### [Problem requirements]
When you reach a picture, skip it, and retype every line below exactly.

───── Record extracts

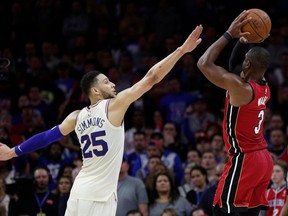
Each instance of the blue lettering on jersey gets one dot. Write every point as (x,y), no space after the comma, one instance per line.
(87,123)
(94,144)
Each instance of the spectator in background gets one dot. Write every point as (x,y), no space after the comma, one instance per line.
(193,157)
(39,200)
(208,162)
(198,211)
(53,161)
(172,140)
(138,124)
(164,196)
(131,192)
(200,182)
(156,169)
(277,194)
(63,191)
(185,187)
(142,173)
(278,143)
(138,158)
(4,199)
(174,104)
(197,117)
(171,159)
(134,212)
(169,212)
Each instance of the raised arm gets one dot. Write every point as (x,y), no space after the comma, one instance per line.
(219,75)
(120,104)
(237,56)
(40,140)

──────────

### [Solved problem]
Each instance of the blue lettering on jersey gets one dot. Write every point as (x,y), no space after the comma, one instance per line.
(87,123)
(94,144)
Each instance of the spectator in background gets one dot. Write every point as (x,y), no space after the comma, one instance per line.
(193,157)
(39,200)
(208,162)
(198,211)
(53,161)
(172,140)
(138,124)
(164,196)
(131,192)
(200,182)
(156,169)
(277,194)
(63,191)
(185,187)
(142,173)
(278,143)
(138,158)
(4,199)
(174,104)
(197,117)
(171,159)
(134,212)
(169,212)
Each instance of the raised arm gets one dot. Write every point as (x,y), no space after the comma, one instance per line.
(219,75)
(120,104)
(237,56)
(40,140)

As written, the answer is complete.